### ARTICLE
Reasons to Avoid Changing Rules (or to Keep Changes Minimal)

Examining objective statistics comparing the 2023-2024 season PNW Quizzing season to the immediately previous season, prior to open book adoption, there’s a significant increase in the participation of quizzers in the lower-half of ranked average scores. Non-participation prior to open book adoption was over 25%, whereas after adoption all but 2 quizzers participated. Moreover, we’ve seen a small but trending increase in scoring over the course of the past season across lower half of ranked participants, suggesting that initial open book participation is a catalyst to increased memorization, although to a small degree.

In the auxiliary quizzes at regional meets, a majority of queries are attempted. In other words, majority no-trigger quizzes no longer routinely happen.

Given that we only have 1 full season of data from a single regional Quizzing association that is admittedly weak relative to other nearby regional associations and even itself from past seasons, any conclusions should be held with at least some suspicion until future data becomes available. There’s limited data right now for irrefutable analysis.

Since this was the first season following PNW Quizzing adoption of the CBQ system, many coaches likely didn’t feel as comfortable and knowledgeable about the most effective ways to evoke missional outcomes in all their quizzers. As an example, there were coaches who directed their quizzers to respond open book any time a quizzer was unsure of responding synonymously correctly, in order to earn 1 point versus 0. This strategy may be momentarily useful for low-ranked quizzers, but it’s severely points-limiting for teams comprised of even mid-ranked quizzers. A better long-term strategy is usually to attempt synonymous and accept any errors. Compared with other Quizzing systems, CBQ offers significantly greater depth of strategic options. As coaches gain more experience with CBQ, they’ll be able to leverage ever more effective strategies.

However, most compelling for me were the stories from several coaches of how the open book component of CBQ resulted in many of their initially low-ranked and/or rookie quizzers engaging more rapidly with Quizzing and deciding to invest more in memorizing. There were rookie quizzers who started off in the first meet of the season having memorized little to no material who succeeded by the end of the season in memorizing large portions of material. Their scores reflect this growth.

Considerations

There were several other considerations I took into account whilst deliberating on a change decision. First, while experiences with open book Quote queries were the initiators of this topic, many of the same issues will apply to Finish queries once there’s wide-spread adoption of list making reference materials. Therefore, a solution that only addresses open book Quote queries would be short-sighted.

### DATA RECORDS
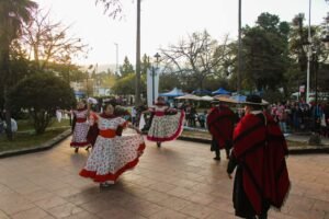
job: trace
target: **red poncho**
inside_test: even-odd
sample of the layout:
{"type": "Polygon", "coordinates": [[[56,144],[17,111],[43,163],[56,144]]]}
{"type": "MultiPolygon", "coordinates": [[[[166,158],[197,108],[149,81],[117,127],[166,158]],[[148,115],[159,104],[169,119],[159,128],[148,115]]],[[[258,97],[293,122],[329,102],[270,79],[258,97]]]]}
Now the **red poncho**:
{"type": "Polygon", "coordinates": [[[234,120],[234,112],[225,105],[214,107],[207,116],[208,130],[217,140],[220,149],[232,139],[234,120]]]}
{"type": "Polygon", "coordinates": [[[290,189],[284,136],[271,116],[265,115],[265,123],[248,114],[234,131],[232,152],[242,165],[243,189],[257,214],[263,200],[281,208],[290,189]]]}

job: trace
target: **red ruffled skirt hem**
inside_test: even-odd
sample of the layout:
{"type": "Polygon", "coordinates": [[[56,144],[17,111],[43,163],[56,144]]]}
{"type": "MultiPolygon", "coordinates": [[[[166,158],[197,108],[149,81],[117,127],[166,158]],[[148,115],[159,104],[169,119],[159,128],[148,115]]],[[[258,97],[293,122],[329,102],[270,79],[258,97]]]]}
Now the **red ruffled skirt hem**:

### TO DO
(a) In the article on open book quizzing, how high was non-participation before open book adoption?
(b) Retype the part of the article on open book quizzing that starts at "Given that we" and ends at "for irrefutable analysis.".

### RESPONSES TO THE EXERCISE
(a) Over 25%.

(b)
Given that we only have 1 full season of data from a single regional Quizzing association that is admittedly weak relative to other nearby regional associations and even itself from past seasons, any conclusions should be held with at least some suspicion until future data becomes available. There’s limited data right now for irrefutable analysis.